Problem description:
Copy out the rows below with every "Response" changed to "Output" and nothing else altered.

Records
►
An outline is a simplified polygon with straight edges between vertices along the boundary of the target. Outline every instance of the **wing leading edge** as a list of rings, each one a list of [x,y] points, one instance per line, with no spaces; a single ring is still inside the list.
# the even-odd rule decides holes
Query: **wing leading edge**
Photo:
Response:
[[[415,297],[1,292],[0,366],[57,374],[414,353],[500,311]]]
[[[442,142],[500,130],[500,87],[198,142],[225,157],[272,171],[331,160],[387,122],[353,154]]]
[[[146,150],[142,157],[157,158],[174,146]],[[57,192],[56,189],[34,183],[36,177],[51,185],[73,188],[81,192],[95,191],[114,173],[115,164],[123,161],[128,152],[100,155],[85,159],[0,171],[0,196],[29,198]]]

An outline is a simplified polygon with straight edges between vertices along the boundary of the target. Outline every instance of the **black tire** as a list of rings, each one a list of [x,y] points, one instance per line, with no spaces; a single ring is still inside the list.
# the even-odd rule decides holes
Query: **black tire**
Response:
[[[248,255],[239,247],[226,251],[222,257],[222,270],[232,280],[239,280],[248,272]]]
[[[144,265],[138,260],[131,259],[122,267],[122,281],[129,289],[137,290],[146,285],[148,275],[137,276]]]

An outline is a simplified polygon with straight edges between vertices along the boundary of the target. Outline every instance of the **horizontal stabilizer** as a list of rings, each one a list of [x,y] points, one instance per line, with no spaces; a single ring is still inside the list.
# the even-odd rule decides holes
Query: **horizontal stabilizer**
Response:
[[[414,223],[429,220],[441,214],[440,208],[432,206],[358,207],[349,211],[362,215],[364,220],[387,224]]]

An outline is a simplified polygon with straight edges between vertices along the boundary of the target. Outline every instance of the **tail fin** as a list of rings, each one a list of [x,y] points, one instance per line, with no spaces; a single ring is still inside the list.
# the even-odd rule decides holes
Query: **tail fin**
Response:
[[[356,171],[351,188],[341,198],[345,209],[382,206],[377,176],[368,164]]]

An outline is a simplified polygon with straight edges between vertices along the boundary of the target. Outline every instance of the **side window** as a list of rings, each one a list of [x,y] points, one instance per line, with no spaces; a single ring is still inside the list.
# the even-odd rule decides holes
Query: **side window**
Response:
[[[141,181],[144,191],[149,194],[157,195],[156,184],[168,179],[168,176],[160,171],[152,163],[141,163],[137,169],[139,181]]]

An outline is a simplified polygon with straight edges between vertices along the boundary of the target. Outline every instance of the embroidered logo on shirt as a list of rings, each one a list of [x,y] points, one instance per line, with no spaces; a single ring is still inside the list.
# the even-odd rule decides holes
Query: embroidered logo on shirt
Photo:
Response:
◄
Complete output:
An outline is a simplified polygon with straight edges between vertices along the boundary of the target. Outline every instance of the **wing leading edge** as a list of rings, each one a list of [x,y] points, one instance per line, with no spaces; a single ring is still inside the list.
# the even-odd rule decides holes
Query: **wing leading edge**
Photo:
Output:
[[[415,297],[1,292],[0,366],[57,374],[414,353],[500,311]]]
[[[442,142],[500,130],[500,87],[198,142],[225,157],[272,171],[331,160],[387,122],[353,154]]]
[[[146,150],[142,157],[157,158],[174,146]],[[57,192],[56,189],[34,183],[36,177],[51,185],[73,188],[81,192],[95,191],[114,173],[115,164],[123,161],[128,152],[100,155],[85,159],[0,171],[0,196],[29,198]]]

An outline is a simplified polygon with straight edges between vertices along the boundary of the target. Outline every instance of the **black tire** as a list of rings, each one a list of [x,y] points, one instance per line, with no spaces; a single ring is still inside the list.
# the even-odd rule decides holes
Query: **black tire**
Output:
[[[248,255],[239,247],[226,251],[222,257],[222,270],[232,280],[239,280],[248,272]]]
[[[144,265],[138,260],[131,259],[122,267],[122,281],[129,289],[137,290],[146,285],[148,275],[137,276]]]

An outline is a simplified polygon with straight edges between vertices along the boundary of the target. Outline every instance of the **horizontal stabilizer** as a list of rings, each one a list of [x,y] points, one instance per line, with no spaces; a single ring is still inside the list.
# the even-odd rule decides holes
Query: **horizontal stabilizer**
Output:
[[[414,223],[429,220],[441,214],[440,208],[432,206],[358,207],[349,211],[362,215],[364,220],[387,224]]]

An outline is a simplified polygon with straight edges between vertices along the boundary of the target. Outline every instance of the **tail fin** as a list of rings, each one a list of [x,y] points, one instance per line, with no spaces; a single ring is still inside the list.
# the even-odd rule decides holes
Query: **tail fin**
Output:
[[[356,171],[351,188],[341,198],[345,209],[382,206],[377,176],[368,164]]]

An outline is a simplified polygon with straight edges between vertices along the boundary of the target. Outline every instance of the **side window** as a list of rings, each one a list of [x,y] points, one instance per line, with no spaces; a single ring is still inside the list.
# the even-odd rule decides holes
Query: **side window**
Output:
[[[141,181],[144,191],[149,194],[157,195],[156,184],[168,179],[168,176],[160,171],[152,163],[141,163],[137,169],[139,181]]]

An outline is a simplified polygon with straight edges between vertices along the boundary of the target. Outline every instance of the embroidered logo on shirt as a list of rings, each one a list of [x,y] points, one instance per line, with no spaces; a single ring is still inside the list.
# the even-odd rule decides holes
Query: embroidered logo on shirt
Photo:
Output:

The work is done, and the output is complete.